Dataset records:
——————

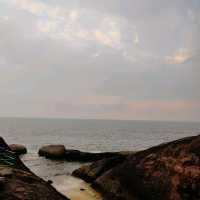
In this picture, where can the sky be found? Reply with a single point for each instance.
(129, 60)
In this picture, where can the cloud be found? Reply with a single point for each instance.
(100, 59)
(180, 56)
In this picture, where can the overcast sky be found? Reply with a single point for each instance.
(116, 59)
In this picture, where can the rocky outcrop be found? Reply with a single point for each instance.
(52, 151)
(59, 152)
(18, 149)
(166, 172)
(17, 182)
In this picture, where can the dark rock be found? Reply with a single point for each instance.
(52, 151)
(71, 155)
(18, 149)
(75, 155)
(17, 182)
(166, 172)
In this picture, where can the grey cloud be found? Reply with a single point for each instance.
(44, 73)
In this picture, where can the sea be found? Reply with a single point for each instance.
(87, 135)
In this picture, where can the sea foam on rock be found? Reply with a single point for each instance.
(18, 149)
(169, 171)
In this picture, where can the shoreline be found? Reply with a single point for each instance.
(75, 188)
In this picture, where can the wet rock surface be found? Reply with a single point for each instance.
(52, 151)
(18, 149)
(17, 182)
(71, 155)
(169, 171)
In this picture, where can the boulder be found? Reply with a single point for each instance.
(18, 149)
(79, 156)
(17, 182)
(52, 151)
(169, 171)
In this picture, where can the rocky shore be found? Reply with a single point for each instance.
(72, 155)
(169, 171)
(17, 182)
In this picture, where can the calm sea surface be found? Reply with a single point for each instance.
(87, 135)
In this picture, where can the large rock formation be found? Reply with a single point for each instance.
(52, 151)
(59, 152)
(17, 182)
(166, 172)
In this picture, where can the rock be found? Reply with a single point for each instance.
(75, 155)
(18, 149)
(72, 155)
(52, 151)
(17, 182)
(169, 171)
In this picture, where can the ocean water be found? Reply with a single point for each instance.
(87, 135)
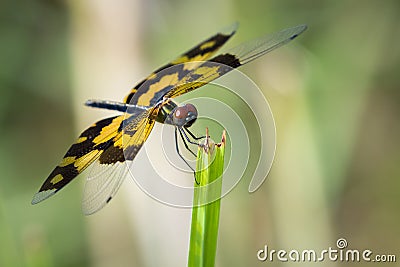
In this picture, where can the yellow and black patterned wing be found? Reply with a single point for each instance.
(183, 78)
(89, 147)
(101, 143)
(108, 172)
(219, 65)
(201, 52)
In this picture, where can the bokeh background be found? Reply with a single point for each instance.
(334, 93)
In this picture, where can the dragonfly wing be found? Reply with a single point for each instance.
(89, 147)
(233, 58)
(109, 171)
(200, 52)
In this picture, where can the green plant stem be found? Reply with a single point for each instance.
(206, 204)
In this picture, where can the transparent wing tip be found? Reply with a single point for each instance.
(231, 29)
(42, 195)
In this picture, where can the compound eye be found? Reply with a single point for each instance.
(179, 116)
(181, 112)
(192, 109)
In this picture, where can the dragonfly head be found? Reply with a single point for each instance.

——————

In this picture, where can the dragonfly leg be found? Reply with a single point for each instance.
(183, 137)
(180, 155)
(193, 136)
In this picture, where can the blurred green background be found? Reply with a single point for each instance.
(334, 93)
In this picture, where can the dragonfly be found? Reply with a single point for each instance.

——————

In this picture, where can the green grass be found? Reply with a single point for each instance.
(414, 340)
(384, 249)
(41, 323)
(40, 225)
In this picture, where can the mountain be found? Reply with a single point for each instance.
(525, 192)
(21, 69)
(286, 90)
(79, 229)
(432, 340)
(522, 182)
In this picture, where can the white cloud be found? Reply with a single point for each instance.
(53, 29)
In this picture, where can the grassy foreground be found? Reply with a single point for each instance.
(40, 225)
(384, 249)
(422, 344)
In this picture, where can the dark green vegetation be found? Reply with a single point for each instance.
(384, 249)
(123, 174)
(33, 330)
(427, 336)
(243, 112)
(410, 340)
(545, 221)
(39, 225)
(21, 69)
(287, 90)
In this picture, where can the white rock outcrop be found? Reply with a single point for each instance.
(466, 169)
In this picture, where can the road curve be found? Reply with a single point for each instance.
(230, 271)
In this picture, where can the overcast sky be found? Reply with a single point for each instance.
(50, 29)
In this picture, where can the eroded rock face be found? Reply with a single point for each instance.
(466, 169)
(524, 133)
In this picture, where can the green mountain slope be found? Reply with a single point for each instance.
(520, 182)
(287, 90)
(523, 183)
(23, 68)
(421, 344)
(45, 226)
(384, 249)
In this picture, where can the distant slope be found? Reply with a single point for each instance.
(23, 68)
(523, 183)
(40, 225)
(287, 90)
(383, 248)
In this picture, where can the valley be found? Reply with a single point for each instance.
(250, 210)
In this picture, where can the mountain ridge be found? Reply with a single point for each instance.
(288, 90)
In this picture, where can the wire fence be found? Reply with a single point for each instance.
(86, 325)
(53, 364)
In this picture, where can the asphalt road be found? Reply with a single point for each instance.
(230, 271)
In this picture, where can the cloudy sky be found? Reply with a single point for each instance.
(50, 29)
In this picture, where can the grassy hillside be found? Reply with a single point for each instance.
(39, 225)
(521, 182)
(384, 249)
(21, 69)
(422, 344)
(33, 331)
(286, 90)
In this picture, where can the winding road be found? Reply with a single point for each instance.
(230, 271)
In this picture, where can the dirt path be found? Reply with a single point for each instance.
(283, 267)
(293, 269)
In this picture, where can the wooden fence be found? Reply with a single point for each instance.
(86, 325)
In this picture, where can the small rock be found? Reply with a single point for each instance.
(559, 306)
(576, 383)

——————

* WHAT TO WORK ON *
List every line in the data above that contains the word "dark".

* WRITTEN REPLY *
In this picture, where can the dark rock be found? Reply with a single point for each instance.
In this picture, where can the dark green vegetation be found? Reply with a single point for each instance.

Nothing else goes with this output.